#### 読解用抜粋
ここで二つの問いが特に重要である。第一に、世界第二の経済大国とされてきた輝かしい中国経済に、新たな関税やその他の措置はどのような影響を与えたか。第二に、貿易規制の変更は、一見、無関係な分野にどのような波及効果をもたしたのか。
これは、2018年に、貿易の均衡を図るために、恒久的な解決策を見つける交渉が行われていたにもかかわらず、トランプ大統領が中国からの輸入品に対して大幅な関税の引き上げを行ったことから始まっている。
米中の専門家は、何か月にもわたり慎重な交渉を重ねてきた。2019年序盤、新経済協定草案の合意は間近であった。
しかし、この草案がほぼ即座に却下されたことから、中国指導部は、自国の交渉担当者が何を案じていたかを詳細に把握していなかったことが見てとれる。指導部は、最重要箇所をいとも簡単に塗りつぶしたため、合意内容は骨抜きとなった。彼らは議論内容を認識していなかったのだろうか。
その後、重要かつ拘束力のある条項を削除したものが米国に送られた。2019年5月10日、トランプ政権は骨抜きの協定は受け入れられないと判断し、米中貿易政策は空白状態に陥った。そして、中国にはさまざまなかなり厳しい関税が課されることとなる。この強硬姿勢は中国政府にとって、突然の出来事であった。それは40年以上にわたってアメリカが中国に対して決してとるはずのない態度だったからである。
トランプ政権以前のアメリカの三政権であれば、いずれも「本当に重要なのは善意だ。将来の関係を改善するために短期的にこれを受け入れよう」と言ったのではないかと想像できる。最低でも、今まで通りの反応を中国は確実に期待していた。なぜなら、1979年に中国との関係が樹立され、1970年代以降の事実上すべてのアメリカ政権は、そうした姿勢を示してきたからである。長期的な「関係構築」と中国の侵害行為の容認こそが、最終的には中国を世界システムに参加させる方法だと考えられていた。

#### データ項目
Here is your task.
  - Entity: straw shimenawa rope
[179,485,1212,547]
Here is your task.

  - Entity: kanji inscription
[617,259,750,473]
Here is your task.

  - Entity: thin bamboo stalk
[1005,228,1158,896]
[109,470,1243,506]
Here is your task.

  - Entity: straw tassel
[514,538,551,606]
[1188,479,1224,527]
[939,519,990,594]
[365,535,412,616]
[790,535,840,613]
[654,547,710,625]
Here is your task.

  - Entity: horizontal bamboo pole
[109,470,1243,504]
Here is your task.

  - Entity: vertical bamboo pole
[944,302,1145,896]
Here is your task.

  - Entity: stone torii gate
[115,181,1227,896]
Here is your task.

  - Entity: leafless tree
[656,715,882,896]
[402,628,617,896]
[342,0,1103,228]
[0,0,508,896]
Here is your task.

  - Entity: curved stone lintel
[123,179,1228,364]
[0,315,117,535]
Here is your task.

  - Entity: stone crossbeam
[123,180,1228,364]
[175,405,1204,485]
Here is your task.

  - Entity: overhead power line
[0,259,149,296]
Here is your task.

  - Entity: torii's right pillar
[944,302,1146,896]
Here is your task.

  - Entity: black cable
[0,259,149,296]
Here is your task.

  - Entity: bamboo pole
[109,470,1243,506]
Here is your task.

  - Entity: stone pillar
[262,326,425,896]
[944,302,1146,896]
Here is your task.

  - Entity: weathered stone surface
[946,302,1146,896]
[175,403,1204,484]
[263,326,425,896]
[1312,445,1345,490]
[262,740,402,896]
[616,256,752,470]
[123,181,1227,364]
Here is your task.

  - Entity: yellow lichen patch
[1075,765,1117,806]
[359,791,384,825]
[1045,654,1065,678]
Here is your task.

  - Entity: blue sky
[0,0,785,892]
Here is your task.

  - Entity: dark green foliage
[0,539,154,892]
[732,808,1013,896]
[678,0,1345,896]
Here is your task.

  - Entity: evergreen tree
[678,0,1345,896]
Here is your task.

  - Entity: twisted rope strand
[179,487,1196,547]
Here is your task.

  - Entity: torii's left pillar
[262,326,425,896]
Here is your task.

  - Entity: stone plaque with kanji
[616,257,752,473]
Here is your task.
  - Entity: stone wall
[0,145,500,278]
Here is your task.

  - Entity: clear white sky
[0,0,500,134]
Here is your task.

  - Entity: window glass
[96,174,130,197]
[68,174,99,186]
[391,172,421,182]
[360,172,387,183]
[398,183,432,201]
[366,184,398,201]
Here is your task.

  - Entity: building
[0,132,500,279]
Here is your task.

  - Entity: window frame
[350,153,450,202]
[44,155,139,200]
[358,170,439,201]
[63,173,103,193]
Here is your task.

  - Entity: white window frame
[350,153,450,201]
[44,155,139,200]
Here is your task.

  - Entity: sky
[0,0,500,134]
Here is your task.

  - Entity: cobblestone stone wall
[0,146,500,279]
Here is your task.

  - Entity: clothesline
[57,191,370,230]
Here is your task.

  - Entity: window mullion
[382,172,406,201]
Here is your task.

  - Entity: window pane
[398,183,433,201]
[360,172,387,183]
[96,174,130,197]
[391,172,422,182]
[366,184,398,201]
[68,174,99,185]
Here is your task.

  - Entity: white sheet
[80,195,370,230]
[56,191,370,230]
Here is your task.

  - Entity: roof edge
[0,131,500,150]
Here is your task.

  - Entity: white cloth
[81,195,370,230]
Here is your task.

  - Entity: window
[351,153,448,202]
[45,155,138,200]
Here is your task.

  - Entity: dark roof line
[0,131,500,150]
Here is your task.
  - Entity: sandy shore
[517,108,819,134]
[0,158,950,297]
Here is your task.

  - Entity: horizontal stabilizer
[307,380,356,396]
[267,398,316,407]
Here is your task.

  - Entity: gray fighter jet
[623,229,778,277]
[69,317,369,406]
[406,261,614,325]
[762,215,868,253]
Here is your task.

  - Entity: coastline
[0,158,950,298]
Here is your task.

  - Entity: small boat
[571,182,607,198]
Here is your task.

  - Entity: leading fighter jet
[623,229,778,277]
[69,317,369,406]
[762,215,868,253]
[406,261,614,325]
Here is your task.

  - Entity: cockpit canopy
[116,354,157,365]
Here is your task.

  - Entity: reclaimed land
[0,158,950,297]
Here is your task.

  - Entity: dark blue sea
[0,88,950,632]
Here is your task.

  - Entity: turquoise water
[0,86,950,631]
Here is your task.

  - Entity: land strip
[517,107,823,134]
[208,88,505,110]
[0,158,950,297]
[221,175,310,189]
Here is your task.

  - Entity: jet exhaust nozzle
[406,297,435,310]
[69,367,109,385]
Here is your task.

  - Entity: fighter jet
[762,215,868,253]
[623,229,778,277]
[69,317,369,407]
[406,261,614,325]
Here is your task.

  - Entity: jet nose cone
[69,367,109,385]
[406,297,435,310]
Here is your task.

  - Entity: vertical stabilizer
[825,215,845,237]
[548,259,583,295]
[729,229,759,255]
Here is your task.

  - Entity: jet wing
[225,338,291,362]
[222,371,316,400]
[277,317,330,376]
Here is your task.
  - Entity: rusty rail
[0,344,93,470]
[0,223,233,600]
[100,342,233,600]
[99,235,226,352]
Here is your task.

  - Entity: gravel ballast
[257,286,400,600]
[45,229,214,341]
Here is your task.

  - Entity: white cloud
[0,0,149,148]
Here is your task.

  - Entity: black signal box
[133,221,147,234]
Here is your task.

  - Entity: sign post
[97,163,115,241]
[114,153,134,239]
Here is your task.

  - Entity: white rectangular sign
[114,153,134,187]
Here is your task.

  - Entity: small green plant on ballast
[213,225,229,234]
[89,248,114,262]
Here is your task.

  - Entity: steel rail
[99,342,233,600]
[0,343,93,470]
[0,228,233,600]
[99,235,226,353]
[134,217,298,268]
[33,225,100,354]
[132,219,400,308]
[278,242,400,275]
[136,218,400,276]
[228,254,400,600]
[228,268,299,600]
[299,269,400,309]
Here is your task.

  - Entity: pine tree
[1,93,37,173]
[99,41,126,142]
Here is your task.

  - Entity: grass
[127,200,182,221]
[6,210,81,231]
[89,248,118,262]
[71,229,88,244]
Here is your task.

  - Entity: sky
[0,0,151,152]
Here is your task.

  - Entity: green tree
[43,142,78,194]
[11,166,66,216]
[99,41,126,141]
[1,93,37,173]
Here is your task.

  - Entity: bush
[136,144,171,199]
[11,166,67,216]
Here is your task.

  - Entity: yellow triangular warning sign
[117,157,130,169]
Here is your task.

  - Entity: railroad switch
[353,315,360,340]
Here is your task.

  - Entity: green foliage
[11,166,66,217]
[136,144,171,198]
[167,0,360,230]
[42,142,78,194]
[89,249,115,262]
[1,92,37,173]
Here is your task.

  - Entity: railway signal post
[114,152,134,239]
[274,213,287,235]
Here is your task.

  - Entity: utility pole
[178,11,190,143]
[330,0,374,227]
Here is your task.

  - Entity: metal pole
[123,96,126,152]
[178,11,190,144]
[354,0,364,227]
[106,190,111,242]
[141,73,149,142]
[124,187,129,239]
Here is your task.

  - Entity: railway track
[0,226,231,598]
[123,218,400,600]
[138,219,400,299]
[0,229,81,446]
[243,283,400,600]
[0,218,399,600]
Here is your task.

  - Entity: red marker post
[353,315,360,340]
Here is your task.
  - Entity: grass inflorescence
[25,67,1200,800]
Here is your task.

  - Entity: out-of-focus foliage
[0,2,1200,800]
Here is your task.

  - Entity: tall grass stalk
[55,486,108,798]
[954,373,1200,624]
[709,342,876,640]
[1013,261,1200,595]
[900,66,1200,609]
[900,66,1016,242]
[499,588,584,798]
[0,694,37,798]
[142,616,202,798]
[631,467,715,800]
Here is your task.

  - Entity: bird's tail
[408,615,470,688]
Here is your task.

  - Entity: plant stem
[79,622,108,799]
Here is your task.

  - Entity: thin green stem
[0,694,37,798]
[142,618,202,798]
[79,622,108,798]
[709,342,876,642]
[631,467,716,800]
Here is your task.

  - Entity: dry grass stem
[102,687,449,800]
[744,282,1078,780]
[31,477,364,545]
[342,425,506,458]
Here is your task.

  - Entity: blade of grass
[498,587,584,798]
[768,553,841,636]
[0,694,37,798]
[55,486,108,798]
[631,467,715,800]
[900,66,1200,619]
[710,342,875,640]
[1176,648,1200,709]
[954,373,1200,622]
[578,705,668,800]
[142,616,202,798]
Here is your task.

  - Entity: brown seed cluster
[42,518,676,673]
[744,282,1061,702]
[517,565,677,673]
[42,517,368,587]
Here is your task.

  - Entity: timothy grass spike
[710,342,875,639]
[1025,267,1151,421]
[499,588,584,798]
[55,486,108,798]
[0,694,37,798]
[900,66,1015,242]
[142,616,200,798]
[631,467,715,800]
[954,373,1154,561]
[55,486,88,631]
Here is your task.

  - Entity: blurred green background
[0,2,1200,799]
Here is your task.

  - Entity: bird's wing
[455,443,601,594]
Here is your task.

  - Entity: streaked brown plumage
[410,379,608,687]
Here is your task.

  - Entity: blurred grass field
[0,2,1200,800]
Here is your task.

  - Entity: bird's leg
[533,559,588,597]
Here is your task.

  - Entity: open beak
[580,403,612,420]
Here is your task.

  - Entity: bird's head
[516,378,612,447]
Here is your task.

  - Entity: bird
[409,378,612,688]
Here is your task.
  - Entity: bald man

#### 課題一覧
1. 米中貿易交渉についての文章のうち、「これは、2018年に、貿易の」と「識していなかったのだろうか。」の間の部分を、両端の語句も含めて一字一句違えずに書き写してください。
2. 米中貿易交渉についての文章によると、トランプ政権が骨抜きの協定は受け入れられないと判断したのは何年何月何日ですか。

#### 課題の解答
1.
これは、2018年に、貿易の均衡を図るために、恒久的な解決策を見つける交渉が行われていたにもかかわらず、トランプ大統領が中国からの輸入品に対して大幅な関税の引き上げを行ったことから始まっている。
米中の専門家は、何か月にもわたり慎重な交渉を重ねてきた。2019年序盤、新経済協定草案の合意は間近であった。
しかし、この草案がほぼ即座に却下されたことから、中国指導部は、自国の交渉担当者が何を案じていたかを詳細に把握していなかったことが見てとれる。指導部は、最重要箇所をいとも簡単に塗りつぶしたため、合意内容は骨抜きとなった。彼らは議論内容を認識していなかったのだろうか。

2. 2019年5月10日です。